#### EXTRAIT DE PAGE
_ _ _ _ _ _ _
Un bouleversement peut en cacher deux autres (et bientôt plus encore ?).
Ce fut la campagne présidentielle de tous les superlatifs, avec un total de 16 Mds$ dépensés par les deux candidats, mais également la plus déséquilibrée, avec 7 Mds$ de budget pour les républicains et un total jamais égalé de 9 Mds$ pour les démocrates. Le déséquilibre le plus spectaculaire se situe au niveau des dons des entreprises du S&P 500, avec un écart de 1 à 3 en faveur de Kamala Harris.
La candidate démocrate a également battu tous les records d’invitations par des « networks » pro-démocrates – en mode « tapis rouge », avec questions préparées à l’avance – et de présence à l’écran via les reportages sur ses meetings.
Mais paradoxalement, elle a passé le moins de temps sur scène devant ses supporters : souvent pas plus de 15 minutes de discours et un maximum de temps de parole accordé à ses supporters (le plus souvent issus du « tout Hollywood »), tandis que Donald Trump a tenu le micro parfois plus de 2 heures… mais ses prises de paroles ont été très peu relayées par des médias à 80% pro-démocrates.
_ _ _ _ _ _ _
#### LISTING PRÉSENTÉ
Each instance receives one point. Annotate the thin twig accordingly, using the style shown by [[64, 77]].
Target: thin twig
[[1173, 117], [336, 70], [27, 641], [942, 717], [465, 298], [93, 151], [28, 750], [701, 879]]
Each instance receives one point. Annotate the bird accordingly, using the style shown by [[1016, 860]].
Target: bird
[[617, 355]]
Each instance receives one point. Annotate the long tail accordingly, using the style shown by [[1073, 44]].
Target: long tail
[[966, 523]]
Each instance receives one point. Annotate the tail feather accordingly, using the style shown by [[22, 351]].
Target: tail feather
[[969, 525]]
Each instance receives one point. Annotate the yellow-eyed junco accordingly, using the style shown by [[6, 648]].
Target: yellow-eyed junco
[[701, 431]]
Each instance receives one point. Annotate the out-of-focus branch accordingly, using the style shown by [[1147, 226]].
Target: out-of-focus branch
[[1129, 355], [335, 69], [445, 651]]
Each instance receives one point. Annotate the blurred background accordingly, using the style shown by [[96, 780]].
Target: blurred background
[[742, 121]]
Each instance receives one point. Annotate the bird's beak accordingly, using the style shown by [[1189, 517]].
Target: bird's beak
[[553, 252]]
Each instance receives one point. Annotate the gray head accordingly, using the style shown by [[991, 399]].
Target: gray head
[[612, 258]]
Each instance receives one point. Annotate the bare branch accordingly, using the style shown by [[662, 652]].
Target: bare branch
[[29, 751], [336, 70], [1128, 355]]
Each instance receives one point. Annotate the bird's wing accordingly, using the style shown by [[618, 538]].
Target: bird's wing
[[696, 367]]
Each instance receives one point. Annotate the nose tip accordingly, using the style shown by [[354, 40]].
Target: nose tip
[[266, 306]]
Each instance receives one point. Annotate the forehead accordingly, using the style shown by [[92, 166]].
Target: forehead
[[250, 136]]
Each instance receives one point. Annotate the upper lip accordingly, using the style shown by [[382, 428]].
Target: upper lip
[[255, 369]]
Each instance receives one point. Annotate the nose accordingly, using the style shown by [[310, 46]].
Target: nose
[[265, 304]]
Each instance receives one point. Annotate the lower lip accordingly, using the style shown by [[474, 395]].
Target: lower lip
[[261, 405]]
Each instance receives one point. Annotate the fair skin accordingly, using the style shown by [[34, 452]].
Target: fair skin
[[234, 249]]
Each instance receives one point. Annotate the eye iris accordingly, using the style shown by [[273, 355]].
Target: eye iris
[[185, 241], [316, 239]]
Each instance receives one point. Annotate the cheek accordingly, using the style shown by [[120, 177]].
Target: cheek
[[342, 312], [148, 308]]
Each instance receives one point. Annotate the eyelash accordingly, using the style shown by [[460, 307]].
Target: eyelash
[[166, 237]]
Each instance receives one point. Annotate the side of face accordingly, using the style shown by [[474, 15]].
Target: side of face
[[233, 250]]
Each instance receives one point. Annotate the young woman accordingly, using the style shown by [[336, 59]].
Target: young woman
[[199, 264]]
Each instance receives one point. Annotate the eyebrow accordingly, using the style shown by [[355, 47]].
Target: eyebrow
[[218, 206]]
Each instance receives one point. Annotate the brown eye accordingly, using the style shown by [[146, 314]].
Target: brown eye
_ _ _ _ _ _ _
Réécrivez tout ce qui va de « Ce fut la campagne » jusqu'à « de Kamala Harris. » dans l'article sur la campagne présidentielle, en remplaçant « campagne présidentielle » par « course présidentielle ».

Ce fut la course présidentielle de tous les superlatifs, avec un total de 16 Mds$ dépensés par les deux candidats, mais également la plus déséquilibrée, avec 7 Mds$ de budget pour les républicains et un total jamais égalé de 9 Mds$ pour les démocrates. Le déséquilibre le plus spectaculaire se situe au niveau des dons des entreprises du S&P 500, avec un écart de 1 à 3 en faveur de Kamala Harris.